** DATA PROVIDED **
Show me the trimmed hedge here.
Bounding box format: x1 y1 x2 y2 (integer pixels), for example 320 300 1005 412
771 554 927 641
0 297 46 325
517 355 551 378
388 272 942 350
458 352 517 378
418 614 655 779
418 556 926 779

** PROBLEM TO SOLVE **
Rewrite all the records, replacing "trimmed hedge" with "pruned shrub" and leaving every other word and number unchanged.

** TASK SOLUTION **
Show me the pruned shrub here.
Bounding box format: x1 y1 x2 y2 (integer pixels), for example 320 300 1005 412
771 554 927 641
0 297 46 325
517 355 551 378
388 272 942 350
458 352 517 378
418 614 655 779
418 556 926 779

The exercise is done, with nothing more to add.